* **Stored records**
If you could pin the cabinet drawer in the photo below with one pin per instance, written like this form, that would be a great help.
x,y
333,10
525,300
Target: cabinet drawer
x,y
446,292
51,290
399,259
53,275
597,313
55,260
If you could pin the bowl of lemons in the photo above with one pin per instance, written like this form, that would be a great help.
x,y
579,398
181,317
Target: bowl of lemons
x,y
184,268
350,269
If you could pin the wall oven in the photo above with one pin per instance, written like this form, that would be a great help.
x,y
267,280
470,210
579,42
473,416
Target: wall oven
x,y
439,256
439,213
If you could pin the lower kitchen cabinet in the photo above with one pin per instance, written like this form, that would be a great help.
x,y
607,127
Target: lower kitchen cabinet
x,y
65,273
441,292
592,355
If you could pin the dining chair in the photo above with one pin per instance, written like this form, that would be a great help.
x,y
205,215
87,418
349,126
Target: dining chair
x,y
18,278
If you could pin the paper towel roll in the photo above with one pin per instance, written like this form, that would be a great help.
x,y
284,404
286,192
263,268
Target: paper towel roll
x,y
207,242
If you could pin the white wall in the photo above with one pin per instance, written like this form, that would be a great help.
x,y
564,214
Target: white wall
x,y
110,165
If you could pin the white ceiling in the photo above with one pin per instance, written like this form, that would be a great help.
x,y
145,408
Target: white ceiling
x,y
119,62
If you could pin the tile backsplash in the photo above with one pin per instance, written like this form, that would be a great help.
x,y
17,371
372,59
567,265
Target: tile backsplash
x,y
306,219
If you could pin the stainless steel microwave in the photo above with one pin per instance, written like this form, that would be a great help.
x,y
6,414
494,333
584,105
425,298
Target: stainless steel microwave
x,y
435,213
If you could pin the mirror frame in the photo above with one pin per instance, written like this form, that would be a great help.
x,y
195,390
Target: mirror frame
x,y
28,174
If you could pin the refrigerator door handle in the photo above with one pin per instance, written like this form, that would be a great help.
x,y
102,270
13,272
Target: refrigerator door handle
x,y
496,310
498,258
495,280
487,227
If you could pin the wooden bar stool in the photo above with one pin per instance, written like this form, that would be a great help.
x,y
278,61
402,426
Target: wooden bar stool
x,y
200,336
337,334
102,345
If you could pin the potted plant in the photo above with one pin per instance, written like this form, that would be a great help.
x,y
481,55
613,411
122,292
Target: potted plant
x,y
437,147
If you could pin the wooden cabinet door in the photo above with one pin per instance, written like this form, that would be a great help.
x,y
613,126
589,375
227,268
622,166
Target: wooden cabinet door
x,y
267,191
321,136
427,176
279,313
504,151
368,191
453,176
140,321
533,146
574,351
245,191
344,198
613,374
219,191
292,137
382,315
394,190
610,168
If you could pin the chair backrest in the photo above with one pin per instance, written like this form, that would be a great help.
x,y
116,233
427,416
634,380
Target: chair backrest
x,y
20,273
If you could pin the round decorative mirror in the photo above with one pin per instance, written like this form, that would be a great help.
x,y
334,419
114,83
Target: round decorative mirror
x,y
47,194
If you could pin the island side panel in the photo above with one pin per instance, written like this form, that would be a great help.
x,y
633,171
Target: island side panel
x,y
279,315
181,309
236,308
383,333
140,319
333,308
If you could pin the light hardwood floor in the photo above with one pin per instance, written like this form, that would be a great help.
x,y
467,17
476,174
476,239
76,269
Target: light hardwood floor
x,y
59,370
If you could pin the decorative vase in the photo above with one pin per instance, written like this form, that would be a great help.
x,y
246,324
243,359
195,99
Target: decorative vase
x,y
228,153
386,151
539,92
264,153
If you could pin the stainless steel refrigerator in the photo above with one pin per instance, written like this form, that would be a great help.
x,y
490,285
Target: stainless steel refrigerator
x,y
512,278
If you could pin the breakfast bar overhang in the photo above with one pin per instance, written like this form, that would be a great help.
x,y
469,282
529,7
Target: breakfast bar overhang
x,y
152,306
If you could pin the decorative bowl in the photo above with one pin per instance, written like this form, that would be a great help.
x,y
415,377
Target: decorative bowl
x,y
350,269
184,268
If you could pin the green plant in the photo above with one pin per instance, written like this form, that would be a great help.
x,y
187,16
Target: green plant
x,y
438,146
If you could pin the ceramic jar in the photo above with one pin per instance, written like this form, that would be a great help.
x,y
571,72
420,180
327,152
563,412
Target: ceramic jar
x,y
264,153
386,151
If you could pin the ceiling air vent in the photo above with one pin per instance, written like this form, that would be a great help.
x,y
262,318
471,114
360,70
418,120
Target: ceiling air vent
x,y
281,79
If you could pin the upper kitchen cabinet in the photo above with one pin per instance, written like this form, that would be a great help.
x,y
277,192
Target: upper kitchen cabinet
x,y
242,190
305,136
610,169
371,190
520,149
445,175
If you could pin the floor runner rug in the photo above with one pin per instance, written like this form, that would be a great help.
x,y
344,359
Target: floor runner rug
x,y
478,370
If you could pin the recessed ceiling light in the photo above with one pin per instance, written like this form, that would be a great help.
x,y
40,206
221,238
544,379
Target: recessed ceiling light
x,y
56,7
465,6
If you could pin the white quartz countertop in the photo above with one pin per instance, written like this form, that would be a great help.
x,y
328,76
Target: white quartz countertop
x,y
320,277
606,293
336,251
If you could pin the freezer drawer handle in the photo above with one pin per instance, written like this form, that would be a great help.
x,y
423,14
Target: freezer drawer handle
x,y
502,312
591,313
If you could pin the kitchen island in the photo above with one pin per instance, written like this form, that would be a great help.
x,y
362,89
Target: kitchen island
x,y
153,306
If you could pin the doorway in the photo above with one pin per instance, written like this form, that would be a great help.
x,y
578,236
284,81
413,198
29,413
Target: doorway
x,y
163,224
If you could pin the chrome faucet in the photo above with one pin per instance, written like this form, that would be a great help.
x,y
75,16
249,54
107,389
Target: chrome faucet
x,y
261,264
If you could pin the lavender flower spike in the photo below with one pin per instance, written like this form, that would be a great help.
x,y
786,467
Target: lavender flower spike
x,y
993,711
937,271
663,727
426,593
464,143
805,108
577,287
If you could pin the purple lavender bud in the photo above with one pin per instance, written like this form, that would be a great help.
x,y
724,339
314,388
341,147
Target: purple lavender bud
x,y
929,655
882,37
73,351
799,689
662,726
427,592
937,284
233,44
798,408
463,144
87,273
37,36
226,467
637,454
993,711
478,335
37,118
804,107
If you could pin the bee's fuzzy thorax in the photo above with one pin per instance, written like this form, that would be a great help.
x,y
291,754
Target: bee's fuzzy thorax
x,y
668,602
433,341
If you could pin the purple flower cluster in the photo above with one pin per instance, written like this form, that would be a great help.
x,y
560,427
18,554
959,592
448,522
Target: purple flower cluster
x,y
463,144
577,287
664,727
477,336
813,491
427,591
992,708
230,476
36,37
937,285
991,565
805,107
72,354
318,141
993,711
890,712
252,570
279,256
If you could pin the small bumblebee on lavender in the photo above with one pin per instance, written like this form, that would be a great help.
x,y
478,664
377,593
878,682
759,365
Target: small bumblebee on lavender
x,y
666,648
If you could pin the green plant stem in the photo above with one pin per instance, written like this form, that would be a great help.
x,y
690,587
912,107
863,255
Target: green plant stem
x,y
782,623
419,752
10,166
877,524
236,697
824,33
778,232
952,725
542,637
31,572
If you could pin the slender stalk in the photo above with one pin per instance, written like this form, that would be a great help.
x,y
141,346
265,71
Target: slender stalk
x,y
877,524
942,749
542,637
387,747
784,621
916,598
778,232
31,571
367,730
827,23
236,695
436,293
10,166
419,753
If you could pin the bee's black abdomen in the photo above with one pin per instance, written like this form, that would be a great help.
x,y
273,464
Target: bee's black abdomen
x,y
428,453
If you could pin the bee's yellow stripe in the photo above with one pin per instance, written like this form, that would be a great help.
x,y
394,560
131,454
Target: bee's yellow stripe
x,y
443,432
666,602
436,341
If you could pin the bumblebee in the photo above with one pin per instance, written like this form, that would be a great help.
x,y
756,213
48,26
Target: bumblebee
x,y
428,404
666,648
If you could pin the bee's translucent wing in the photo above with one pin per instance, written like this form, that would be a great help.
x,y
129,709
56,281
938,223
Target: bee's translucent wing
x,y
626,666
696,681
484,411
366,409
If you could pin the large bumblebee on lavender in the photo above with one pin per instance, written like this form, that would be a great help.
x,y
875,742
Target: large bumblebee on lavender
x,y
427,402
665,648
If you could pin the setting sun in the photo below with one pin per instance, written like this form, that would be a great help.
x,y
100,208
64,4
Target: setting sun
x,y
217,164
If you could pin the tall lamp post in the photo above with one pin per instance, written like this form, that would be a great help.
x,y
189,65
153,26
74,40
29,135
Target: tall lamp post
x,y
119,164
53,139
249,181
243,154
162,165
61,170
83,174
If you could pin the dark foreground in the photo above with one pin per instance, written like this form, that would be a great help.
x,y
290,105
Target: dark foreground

...

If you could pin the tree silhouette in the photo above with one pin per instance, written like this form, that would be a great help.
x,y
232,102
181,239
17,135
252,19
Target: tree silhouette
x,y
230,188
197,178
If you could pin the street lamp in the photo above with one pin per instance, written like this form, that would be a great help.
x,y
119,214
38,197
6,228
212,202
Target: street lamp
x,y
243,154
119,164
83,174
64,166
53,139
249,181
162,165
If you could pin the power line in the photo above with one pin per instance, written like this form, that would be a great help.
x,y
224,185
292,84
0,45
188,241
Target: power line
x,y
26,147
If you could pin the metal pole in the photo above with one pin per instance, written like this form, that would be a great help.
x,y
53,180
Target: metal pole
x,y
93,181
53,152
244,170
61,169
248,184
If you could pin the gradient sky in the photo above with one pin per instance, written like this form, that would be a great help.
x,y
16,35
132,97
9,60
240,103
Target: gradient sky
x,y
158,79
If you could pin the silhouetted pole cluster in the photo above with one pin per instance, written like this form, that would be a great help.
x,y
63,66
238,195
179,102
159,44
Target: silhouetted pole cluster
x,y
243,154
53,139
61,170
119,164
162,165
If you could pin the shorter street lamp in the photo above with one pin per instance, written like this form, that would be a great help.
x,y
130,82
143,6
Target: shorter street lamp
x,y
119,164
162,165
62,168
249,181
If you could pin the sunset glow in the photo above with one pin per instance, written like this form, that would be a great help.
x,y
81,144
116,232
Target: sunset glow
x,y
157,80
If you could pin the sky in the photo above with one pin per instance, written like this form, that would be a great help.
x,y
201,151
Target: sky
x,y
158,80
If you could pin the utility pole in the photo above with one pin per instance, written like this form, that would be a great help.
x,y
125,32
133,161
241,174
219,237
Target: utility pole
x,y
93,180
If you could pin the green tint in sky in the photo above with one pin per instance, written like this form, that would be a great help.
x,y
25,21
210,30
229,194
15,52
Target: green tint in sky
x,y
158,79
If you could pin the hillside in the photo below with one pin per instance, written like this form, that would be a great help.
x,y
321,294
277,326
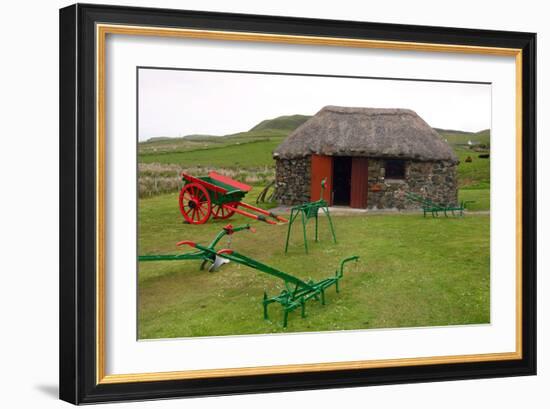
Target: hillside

==

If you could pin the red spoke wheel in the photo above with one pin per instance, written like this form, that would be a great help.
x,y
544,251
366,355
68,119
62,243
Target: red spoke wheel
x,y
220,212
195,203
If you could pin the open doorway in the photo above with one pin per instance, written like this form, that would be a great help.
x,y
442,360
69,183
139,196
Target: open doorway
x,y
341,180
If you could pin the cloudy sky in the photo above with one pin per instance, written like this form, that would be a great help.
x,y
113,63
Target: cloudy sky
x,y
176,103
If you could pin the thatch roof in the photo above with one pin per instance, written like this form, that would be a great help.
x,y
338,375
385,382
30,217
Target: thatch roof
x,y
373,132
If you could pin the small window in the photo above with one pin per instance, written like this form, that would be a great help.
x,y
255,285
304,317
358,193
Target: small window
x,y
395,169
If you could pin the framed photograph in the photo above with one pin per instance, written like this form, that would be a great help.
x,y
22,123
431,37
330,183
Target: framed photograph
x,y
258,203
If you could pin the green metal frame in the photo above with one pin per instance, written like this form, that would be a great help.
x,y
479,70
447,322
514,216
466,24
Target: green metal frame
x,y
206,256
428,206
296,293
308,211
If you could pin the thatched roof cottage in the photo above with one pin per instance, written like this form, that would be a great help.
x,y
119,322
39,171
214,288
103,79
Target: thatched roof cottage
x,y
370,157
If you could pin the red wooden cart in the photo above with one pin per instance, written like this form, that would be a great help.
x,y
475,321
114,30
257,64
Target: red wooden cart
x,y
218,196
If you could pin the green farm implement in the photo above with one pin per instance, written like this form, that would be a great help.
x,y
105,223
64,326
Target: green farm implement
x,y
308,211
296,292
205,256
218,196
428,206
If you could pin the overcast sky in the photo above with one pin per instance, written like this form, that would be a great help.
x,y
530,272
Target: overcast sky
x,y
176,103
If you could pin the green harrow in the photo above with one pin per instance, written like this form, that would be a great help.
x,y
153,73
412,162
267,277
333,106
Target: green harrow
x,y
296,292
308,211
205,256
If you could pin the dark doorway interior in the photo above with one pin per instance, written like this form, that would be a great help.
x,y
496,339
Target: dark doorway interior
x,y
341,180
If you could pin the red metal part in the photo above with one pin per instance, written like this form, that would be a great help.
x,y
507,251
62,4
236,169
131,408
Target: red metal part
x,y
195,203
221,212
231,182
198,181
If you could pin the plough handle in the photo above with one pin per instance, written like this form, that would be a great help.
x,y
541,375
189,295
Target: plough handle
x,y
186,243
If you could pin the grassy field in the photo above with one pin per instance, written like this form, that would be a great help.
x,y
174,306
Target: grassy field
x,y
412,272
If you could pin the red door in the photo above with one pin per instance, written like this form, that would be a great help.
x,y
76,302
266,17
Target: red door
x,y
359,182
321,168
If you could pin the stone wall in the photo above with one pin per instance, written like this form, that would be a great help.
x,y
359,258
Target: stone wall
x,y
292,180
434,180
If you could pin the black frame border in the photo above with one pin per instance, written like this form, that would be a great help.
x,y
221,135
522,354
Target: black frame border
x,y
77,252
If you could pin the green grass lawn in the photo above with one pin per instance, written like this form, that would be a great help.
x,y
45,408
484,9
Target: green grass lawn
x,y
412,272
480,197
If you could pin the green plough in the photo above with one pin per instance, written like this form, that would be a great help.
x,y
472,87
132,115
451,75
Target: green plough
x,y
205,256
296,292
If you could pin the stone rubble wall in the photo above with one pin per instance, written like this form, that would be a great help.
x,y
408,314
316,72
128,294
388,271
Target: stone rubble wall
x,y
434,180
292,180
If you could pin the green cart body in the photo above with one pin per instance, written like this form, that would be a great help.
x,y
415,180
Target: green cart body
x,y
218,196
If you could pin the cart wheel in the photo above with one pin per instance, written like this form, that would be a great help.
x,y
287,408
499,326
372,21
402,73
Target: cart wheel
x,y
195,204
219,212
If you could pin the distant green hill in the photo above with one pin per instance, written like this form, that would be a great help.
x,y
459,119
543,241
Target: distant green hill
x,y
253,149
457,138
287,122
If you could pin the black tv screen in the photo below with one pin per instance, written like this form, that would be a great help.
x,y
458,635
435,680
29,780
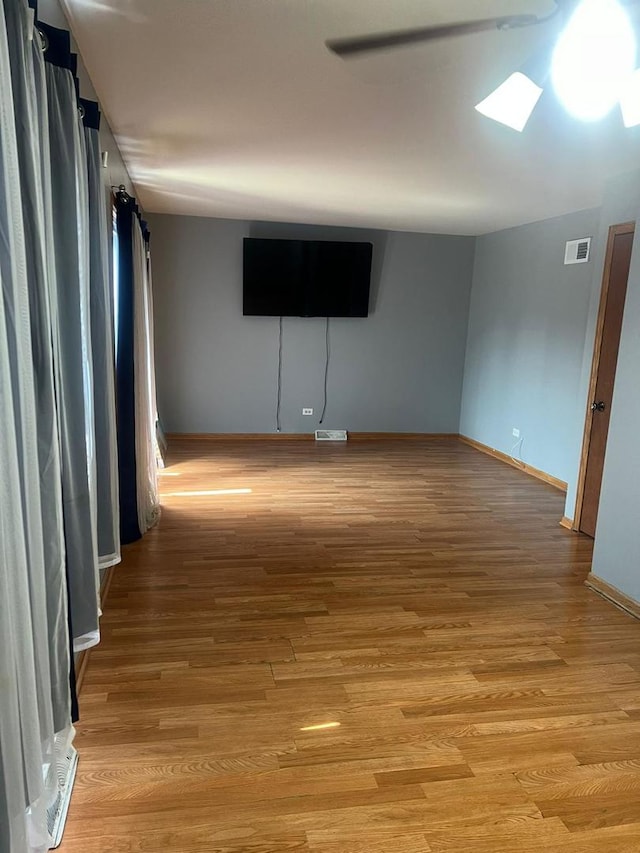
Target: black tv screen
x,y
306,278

* **ASSIGNMENT**
Check each line above for the string "below" and copy the ones that have it.

* **TASK RESULT**
If you could pin the cabinet drawer in the photo below with one pin per instance, written like this form, that would be a great help.
If you could pin the lavender flower spike in the photo below with one pin per instance, written like this form, that would be a great help.
If you could pin the setting sun in the photo below with one pin per instance, written like this form, that would be a great help.
If you could pin the hillside in the photo below with one pin per instance, written like this form, that would be a great help.
If you could pin the black tv screen in the photo below with one pin per instance, written like this form, that would be a great help.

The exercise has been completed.